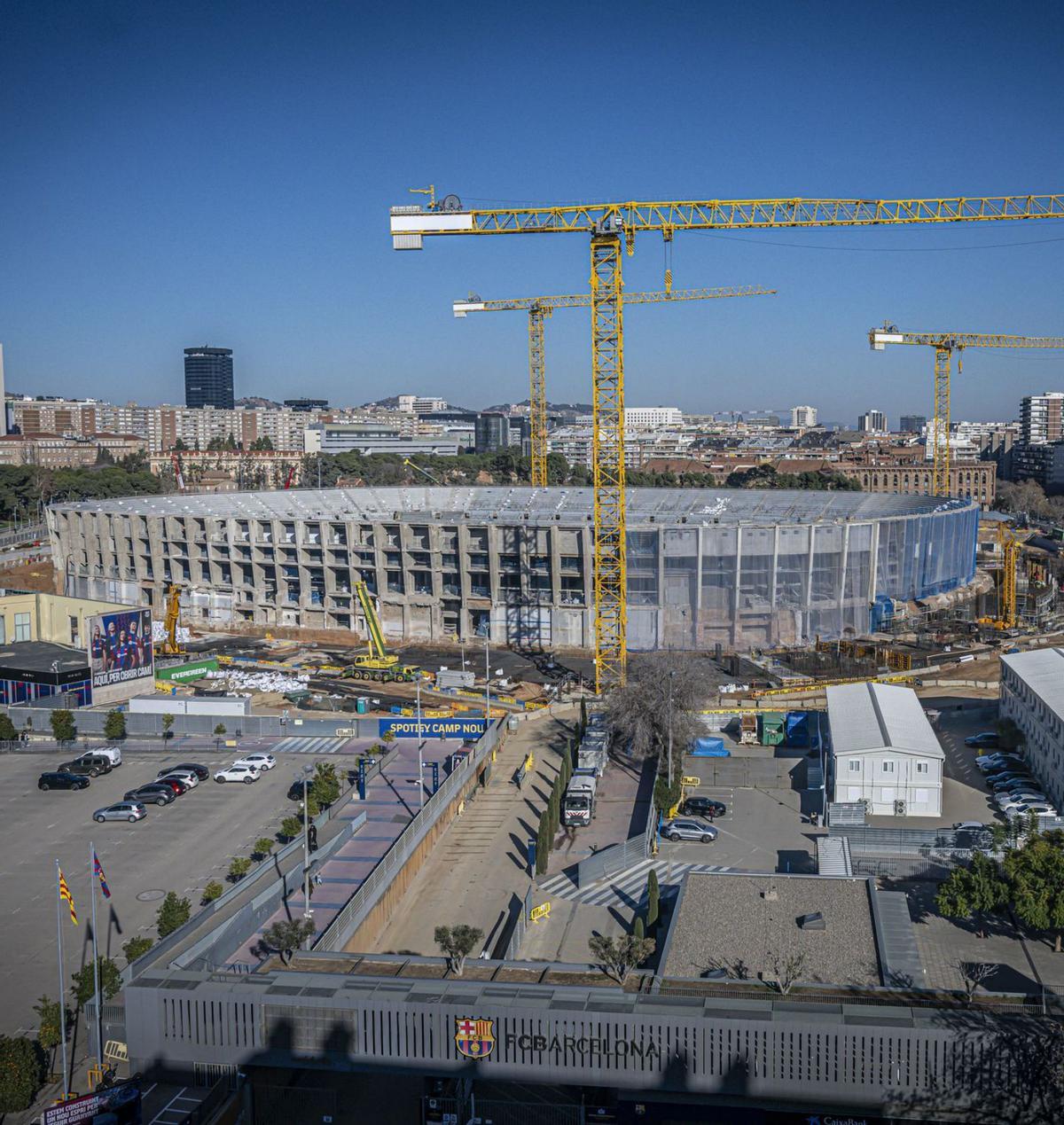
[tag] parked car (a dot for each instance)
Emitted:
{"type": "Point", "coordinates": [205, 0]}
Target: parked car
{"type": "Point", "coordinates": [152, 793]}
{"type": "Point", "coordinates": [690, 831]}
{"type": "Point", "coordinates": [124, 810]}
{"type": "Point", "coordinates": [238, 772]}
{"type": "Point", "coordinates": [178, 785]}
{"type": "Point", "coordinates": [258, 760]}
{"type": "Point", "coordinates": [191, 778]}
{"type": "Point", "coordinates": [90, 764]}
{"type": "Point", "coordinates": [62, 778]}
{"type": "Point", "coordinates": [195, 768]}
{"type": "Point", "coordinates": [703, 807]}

-*-*-

Leaving out all pictures, transcribe the listing exactly.

▶ [Task response]
[tag] parked car (a dot for each instance)
Emitted:
{"type": "Point", "coordinates": [205, 0]}
Target: parked car
{"type": "Point", "coordinates": [152, 793]}
{"type": "Point", "coordinates": [690, 831]}
{"type": "Point", "coordinates": [124, 810]}
{"type": "Point", "coordinates": [238, 772]}
{"type": "Point", "coordinates": [178, 785]}
{"type": "Point", "coordinates": [258, 760]}
{"type": "Point", "coordinates": [191, 778]}
{"type": "Point", "coordinates": [90, 764]}
{"type": "Point", "coordinates": [62, 778]}
{"type": "Point", "coordinates": [195, 768]}
{"type": "Point", "coordinates": [703, 807]}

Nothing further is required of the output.